### Excerpted records

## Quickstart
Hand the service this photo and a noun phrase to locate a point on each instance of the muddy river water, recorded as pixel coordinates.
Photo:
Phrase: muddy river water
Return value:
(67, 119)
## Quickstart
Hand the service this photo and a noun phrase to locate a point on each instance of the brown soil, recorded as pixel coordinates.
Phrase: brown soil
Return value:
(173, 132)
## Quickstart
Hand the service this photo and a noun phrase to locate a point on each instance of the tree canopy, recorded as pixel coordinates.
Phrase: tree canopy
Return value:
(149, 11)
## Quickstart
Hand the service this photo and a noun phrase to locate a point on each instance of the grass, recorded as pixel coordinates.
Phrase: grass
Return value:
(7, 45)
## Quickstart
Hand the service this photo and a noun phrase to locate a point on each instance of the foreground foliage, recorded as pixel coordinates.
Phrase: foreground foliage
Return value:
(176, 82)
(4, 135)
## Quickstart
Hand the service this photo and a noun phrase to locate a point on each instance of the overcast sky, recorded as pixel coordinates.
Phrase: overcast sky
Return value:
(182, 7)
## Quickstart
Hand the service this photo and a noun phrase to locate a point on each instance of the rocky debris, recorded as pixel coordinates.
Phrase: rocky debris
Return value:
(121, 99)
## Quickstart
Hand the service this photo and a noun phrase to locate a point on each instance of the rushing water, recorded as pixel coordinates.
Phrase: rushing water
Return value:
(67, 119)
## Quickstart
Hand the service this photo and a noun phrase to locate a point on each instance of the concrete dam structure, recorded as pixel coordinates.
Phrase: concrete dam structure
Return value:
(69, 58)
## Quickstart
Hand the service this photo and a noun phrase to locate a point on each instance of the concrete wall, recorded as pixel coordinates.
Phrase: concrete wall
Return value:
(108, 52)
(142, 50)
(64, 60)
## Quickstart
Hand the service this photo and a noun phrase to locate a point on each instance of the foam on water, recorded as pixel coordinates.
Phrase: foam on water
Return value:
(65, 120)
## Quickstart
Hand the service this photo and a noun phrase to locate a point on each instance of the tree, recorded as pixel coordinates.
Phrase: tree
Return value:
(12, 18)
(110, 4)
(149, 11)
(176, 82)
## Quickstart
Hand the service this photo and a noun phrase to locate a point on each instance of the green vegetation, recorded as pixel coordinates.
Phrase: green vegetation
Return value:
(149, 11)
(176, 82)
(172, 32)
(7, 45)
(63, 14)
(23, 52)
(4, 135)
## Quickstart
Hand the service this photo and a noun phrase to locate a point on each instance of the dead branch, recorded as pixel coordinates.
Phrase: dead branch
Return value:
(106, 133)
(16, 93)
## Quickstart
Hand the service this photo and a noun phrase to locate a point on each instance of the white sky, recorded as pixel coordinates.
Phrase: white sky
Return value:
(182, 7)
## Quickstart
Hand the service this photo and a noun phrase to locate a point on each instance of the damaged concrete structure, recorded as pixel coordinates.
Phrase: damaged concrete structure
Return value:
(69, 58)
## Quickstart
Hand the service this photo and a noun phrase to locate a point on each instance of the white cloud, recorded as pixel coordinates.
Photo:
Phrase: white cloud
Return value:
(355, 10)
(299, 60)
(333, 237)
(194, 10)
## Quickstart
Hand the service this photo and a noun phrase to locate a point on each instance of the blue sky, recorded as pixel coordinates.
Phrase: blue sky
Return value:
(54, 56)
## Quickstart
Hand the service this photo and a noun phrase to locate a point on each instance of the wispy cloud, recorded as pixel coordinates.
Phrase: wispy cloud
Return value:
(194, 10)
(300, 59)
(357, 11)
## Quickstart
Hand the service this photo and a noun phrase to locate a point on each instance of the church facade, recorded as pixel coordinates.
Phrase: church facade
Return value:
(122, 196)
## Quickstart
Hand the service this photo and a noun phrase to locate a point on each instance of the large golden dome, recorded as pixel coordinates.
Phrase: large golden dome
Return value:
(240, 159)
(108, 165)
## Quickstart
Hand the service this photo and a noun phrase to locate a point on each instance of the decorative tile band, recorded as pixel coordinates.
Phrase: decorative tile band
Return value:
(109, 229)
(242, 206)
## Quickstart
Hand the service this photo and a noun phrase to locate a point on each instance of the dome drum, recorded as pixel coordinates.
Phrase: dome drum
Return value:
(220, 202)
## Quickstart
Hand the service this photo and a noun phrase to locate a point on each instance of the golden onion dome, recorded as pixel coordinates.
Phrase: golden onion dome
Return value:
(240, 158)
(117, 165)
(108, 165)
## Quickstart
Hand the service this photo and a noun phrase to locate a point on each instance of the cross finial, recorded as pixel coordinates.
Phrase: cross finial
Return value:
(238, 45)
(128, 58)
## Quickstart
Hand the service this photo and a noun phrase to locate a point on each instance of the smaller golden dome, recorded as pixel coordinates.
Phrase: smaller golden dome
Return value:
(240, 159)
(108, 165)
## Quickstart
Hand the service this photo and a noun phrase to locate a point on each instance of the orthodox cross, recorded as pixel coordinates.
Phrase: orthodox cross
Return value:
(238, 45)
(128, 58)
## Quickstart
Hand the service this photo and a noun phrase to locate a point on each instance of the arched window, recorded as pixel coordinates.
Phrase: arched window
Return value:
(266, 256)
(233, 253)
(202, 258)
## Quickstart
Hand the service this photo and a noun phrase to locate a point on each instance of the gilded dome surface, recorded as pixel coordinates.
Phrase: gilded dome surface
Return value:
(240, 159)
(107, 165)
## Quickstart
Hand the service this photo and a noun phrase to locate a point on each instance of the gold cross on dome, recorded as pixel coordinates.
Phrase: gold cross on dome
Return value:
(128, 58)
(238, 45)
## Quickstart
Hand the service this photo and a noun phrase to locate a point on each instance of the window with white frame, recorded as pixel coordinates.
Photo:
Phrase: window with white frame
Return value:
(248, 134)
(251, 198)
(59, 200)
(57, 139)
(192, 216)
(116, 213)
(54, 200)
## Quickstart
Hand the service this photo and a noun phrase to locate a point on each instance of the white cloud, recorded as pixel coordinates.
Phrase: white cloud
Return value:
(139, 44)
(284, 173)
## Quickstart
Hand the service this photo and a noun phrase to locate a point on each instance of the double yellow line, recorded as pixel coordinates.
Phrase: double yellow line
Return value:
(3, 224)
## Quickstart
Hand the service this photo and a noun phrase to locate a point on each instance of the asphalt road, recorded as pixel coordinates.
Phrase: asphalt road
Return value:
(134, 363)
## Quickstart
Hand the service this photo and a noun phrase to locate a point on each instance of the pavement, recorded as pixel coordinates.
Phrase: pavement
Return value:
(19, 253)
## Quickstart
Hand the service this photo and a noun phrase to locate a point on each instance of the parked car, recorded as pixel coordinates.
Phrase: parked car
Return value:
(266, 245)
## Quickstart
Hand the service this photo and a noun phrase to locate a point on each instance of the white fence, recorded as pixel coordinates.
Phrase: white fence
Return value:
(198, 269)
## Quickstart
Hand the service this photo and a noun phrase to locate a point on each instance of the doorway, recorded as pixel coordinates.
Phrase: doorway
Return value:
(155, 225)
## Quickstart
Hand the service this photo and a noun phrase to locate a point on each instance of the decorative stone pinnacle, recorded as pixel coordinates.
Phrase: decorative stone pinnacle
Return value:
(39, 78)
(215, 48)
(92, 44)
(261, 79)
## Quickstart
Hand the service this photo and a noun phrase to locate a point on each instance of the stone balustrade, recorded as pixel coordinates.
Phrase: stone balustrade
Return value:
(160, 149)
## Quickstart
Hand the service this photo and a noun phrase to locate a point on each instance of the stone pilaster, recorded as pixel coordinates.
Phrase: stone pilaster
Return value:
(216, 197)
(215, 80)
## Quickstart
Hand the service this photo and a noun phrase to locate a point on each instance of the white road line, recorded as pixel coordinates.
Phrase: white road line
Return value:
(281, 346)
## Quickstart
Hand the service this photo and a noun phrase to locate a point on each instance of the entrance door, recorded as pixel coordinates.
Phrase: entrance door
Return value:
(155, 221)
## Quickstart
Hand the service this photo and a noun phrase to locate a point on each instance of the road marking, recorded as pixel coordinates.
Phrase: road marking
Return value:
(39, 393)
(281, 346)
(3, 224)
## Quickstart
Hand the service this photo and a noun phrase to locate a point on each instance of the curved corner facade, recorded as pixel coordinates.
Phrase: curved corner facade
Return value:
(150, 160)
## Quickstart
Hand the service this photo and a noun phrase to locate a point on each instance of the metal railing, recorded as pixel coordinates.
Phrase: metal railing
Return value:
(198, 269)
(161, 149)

### Your objective
Return all lines from the data above with "smaller" in them.

### Output below
Hand the service this photo and a noun phrase to locate a point on each instance of the smaller golden dome, recorded as pixel coordinates.
Phrase: smaller golden dome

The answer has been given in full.